#### What is expected
Check the data underneath for lines holding the word "clicks", and state only how many you find.

#### Data for analysis
*** Block opens ***
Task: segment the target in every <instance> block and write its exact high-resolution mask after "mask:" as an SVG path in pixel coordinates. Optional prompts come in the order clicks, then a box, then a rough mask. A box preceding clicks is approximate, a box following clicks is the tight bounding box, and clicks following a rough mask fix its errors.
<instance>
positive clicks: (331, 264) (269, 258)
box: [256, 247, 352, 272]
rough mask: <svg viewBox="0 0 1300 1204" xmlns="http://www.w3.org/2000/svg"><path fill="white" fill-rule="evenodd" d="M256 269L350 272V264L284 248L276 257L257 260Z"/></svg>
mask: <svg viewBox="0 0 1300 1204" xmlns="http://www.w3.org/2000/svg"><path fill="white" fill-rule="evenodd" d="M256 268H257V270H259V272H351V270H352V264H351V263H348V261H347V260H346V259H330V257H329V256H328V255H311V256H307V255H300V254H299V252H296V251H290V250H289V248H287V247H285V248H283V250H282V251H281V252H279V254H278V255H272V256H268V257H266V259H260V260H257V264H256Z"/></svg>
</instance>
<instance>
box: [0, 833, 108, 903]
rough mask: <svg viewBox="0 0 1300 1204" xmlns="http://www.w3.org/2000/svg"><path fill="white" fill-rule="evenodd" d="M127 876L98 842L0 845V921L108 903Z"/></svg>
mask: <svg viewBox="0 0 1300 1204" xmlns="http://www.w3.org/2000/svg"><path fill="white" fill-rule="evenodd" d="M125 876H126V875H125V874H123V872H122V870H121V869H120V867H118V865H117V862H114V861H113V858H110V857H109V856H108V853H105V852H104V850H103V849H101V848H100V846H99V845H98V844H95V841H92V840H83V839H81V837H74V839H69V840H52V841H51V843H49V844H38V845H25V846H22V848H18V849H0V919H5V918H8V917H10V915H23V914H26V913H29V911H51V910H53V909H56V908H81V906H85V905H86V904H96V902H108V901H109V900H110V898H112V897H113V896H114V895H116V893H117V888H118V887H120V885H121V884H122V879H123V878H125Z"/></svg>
*** Block closes ***
#### Answer space
2